* [DATA FOR PROCESSING]
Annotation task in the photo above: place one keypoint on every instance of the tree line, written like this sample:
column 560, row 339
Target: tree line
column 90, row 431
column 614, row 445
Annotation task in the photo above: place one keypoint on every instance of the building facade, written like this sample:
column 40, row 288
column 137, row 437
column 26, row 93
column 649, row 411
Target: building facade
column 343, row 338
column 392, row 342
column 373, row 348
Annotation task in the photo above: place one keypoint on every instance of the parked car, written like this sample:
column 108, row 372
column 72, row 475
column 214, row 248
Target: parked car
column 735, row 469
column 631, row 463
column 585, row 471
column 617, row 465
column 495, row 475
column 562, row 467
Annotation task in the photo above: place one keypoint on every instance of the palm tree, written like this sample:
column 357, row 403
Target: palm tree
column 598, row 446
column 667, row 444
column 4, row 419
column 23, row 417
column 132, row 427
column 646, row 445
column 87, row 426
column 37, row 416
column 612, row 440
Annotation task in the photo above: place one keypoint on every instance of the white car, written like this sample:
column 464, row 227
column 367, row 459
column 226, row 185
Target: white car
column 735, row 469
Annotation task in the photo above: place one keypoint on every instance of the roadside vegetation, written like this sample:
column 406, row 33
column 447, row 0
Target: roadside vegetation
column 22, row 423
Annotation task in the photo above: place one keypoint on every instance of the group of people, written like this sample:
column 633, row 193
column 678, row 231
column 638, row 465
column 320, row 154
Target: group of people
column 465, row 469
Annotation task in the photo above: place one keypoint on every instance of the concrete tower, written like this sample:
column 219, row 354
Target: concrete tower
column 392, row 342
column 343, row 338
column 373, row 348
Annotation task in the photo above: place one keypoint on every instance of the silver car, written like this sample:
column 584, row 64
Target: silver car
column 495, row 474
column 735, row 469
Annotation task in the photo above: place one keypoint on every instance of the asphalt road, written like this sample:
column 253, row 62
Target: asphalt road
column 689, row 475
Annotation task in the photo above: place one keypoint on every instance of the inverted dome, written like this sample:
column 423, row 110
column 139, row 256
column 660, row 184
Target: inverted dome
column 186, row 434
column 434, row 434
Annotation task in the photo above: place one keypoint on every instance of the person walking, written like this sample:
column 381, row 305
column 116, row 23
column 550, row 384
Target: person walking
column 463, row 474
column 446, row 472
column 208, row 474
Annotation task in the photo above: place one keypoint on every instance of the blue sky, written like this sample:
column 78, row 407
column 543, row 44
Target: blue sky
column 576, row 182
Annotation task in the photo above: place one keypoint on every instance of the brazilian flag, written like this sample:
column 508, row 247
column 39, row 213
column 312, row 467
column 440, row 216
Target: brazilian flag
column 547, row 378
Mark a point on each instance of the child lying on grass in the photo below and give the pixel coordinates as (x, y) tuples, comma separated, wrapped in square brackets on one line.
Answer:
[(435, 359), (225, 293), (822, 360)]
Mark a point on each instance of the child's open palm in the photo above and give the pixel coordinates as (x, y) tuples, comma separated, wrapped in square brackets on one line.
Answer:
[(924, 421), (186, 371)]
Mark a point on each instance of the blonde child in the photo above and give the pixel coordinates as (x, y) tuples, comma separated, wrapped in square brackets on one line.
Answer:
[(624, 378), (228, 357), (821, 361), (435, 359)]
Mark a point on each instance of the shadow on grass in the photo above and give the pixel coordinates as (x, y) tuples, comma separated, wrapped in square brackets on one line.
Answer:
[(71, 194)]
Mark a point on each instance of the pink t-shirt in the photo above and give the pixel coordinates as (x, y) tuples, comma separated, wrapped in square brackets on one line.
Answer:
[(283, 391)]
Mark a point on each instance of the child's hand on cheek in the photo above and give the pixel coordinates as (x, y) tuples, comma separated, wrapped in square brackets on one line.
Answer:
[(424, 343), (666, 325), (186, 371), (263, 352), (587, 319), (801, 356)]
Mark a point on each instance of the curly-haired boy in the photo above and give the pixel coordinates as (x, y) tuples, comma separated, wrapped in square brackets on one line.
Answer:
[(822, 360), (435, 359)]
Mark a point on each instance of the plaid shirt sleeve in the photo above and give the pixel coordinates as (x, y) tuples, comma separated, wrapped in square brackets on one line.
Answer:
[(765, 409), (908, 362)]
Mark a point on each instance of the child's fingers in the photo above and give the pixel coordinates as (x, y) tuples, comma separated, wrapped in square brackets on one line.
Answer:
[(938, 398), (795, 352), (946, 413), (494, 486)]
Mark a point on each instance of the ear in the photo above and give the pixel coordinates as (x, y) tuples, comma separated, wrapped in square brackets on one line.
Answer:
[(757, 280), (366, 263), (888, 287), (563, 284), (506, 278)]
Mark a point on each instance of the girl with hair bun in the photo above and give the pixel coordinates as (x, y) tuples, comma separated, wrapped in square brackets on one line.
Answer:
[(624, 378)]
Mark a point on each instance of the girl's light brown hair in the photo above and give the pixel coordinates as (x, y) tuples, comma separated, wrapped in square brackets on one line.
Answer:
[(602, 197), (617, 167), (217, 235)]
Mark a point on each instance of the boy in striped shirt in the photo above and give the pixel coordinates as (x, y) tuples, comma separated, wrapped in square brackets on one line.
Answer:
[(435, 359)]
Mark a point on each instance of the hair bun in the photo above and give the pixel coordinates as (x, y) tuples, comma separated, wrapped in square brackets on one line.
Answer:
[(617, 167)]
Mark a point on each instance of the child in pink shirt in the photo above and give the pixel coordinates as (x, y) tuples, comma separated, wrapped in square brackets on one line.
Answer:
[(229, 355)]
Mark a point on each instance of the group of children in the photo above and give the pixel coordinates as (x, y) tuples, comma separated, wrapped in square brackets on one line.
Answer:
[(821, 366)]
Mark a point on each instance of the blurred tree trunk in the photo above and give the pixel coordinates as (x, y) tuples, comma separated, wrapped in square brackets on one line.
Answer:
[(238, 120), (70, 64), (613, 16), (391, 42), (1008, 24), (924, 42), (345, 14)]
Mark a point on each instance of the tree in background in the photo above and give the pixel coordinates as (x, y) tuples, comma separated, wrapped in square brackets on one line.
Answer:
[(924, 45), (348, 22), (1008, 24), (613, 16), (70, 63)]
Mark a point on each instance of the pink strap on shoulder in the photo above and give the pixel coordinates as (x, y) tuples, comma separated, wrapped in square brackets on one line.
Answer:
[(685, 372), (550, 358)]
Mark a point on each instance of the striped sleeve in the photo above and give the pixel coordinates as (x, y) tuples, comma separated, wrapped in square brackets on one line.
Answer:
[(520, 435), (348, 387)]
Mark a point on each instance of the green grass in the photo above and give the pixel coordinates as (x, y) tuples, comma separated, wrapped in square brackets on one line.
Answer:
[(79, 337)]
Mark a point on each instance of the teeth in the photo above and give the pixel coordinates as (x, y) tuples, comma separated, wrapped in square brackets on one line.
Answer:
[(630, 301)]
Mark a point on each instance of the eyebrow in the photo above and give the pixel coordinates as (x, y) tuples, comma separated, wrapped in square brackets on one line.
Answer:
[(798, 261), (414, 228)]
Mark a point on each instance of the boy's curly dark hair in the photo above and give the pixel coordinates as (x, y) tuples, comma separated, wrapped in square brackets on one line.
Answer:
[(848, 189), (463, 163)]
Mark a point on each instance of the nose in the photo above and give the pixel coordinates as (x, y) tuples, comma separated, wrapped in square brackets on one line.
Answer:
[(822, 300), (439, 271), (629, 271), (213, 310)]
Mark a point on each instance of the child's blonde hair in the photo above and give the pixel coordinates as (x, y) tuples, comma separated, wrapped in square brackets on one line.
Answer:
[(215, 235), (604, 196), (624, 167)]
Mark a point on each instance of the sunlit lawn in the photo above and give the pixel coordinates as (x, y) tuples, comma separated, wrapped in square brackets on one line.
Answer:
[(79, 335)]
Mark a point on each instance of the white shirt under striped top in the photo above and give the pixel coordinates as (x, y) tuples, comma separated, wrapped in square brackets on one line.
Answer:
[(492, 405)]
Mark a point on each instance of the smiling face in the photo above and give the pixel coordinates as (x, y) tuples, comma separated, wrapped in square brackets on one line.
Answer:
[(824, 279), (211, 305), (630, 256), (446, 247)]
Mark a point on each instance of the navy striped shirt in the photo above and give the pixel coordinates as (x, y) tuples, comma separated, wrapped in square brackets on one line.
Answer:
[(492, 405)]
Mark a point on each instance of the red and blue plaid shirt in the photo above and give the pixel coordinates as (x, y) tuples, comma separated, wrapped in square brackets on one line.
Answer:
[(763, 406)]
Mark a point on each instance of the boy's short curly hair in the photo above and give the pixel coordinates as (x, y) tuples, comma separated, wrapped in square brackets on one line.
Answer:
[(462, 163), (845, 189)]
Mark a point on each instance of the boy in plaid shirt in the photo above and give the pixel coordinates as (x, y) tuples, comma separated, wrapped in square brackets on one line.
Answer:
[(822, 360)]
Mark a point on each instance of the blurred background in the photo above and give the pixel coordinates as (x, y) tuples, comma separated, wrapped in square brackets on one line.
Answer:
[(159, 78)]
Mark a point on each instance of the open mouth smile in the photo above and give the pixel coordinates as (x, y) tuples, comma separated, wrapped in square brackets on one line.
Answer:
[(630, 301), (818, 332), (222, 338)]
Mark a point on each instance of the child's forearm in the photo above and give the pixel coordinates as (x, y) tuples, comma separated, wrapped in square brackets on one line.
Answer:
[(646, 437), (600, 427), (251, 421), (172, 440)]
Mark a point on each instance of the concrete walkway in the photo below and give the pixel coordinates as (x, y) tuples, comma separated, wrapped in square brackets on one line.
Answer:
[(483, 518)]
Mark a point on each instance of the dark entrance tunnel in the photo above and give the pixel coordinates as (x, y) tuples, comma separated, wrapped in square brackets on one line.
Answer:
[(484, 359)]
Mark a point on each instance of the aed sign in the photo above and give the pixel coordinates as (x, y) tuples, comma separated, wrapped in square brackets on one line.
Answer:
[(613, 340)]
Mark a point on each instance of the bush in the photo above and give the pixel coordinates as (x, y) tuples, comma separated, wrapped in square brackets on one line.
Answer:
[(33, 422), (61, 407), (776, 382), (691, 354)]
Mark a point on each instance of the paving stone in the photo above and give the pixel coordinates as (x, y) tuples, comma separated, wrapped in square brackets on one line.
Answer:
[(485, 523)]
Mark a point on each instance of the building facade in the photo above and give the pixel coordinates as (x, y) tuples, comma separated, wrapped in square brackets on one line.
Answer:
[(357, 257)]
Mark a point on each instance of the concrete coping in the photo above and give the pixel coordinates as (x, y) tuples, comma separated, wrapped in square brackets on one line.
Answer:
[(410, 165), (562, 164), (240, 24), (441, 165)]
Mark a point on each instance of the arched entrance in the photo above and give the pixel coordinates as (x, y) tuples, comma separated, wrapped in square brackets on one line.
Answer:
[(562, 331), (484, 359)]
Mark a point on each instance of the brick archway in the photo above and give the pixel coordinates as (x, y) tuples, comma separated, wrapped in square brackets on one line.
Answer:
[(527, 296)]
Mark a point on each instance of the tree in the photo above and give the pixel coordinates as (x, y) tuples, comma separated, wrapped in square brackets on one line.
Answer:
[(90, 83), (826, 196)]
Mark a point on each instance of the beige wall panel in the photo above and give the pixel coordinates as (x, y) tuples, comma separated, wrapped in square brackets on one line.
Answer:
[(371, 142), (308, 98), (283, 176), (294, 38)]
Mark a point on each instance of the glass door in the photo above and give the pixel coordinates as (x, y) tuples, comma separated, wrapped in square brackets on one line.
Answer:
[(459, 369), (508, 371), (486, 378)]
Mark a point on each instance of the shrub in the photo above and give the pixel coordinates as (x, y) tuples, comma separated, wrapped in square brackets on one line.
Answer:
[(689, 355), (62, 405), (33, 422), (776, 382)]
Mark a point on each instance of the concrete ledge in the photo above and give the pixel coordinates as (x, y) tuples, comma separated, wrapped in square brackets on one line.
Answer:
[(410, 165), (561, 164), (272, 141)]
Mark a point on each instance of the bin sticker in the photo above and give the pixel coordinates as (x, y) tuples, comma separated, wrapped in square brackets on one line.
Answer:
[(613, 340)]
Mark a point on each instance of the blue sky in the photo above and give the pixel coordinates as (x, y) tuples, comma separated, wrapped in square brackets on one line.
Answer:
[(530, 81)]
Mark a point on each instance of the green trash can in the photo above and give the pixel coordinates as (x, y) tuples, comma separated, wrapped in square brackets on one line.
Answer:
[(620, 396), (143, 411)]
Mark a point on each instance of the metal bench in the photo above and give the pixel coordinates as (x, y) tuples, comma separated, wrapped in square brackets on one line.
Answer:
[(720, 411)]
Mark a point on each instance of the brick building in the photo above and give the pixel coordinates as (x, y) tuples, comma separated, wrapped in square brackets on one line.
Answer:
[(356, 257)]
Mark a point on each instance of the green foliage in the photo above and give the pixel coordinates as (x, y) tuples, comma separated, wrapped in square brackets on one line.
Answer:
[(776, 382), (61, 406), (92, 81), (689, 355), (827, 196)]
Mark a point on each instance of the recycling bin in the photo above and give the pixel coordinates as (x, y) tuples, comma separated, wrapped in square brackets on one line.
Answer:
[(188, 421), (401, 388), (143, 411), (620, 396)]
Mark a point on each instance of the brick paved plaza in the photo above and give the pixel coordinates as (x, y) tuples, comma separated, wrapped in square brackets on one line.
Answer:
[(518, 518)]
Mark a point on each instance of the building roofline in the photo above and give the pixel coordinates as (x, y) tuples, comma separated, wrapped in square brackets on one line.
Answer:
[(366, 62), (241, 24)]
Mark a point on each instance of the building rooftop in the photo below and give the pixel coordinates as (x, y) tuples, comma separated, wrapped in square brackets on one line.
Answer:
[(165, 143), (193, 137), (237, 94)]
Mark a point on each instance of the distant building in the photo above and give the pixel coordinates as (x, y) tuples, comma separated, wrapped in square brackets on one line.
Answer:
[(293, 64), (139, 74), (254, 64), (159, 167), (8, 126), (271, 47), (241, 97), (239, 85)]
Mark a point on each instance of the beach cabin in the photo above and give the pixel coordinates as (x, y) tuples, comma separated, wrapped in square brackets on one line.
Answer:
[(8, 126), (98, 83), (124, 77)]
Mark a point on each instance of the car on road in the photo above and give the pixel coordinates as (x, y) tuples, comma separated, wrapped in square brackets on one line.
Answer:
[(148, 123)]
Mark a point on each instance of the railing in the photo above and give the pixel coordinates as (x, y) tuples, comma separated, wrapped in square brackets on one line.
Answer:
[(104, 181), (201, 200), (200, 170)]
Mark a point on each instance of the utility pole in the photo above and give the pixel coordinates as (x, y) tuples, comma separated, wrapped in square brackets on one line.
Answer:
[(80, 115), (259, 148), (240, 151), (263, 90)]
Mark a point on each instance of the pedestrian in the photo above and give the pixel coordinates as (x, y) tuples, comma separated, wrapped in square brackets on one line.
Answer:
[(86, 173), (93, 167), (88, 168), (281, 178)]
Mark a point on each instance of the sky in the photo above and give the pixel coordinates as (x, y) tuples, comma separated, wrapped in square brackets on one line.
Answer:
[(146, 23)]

* [TASK INSTRUCTIONS]
Work out how many lines in the records above contain the word "open". State only that number.

* [ANSWER SPACE]
2